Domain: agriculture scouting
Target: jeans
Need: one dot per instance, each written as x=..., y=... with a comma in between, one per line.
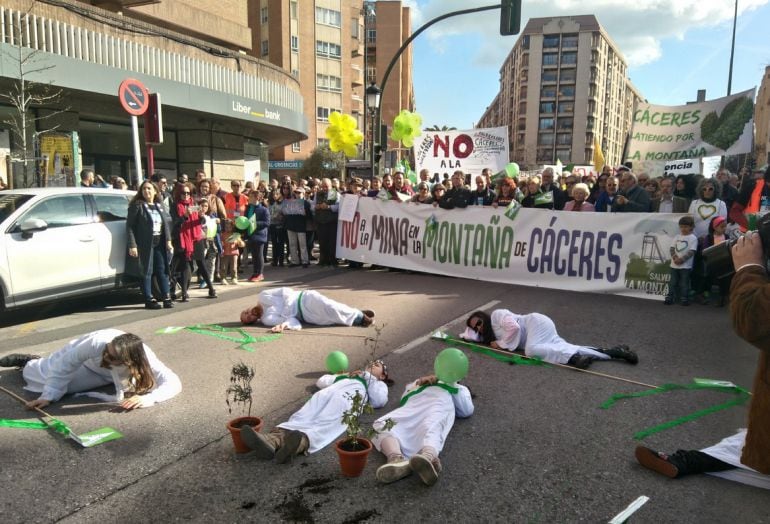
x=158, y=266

--

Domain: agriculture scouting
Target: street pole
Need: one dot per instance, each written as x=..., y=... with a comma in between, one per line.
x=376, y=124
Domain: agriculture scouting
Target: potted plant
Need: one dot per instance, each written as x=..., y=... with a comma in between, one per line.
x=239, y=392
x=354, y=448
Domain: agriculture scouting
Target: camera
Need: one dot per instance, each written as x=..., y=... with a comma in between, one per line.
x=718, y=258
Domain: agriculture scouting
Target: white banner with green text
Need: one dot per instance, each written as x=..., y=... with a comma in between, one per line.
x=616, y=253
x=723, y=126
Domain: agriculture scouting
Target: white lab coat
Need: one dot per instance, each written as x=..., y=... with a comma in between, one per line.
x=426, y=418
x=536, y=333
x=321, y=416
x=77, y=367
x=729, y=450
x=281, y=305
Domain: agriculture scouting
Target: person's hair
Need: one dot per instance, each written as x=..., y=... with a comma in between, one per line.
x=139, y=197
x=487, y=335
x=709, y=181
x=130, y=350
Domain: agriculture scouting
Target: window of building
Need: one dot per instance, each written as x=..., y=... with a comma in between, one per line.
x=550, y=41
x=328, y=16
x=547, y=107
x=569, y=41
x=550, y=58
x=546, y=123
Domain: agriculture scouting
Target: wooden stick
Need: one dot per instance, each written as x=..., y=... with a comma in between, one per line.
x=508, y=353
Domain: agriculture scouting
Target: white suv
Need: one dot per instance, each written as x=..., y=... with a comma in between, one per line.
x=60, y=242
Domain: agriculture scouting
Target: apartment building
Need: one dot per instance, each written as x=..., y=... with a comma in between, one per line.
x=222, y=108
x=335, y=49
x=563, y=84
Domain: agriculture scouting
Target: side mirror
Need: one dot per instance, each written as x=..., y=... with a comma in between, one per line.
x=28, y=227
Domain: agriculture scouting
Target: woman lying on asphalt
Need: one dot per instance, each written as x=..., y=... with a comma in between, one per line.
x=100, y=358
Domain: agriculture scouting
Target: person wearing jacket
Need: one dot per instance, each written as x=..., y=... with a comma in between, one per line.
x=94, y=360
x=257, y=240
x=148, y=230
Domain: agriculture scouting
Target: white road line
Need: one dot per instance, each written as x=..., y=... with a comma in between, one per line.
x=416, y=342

* * *

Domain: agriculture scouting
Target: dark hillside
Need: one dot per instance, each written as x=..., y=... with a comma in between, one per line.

> [Task instructions]: The result should be every line that contains "white", copied from the entries.

> [Written solution]:
Target: white banner with green text
Target: white lab coat
Target: white suv
Target: white road line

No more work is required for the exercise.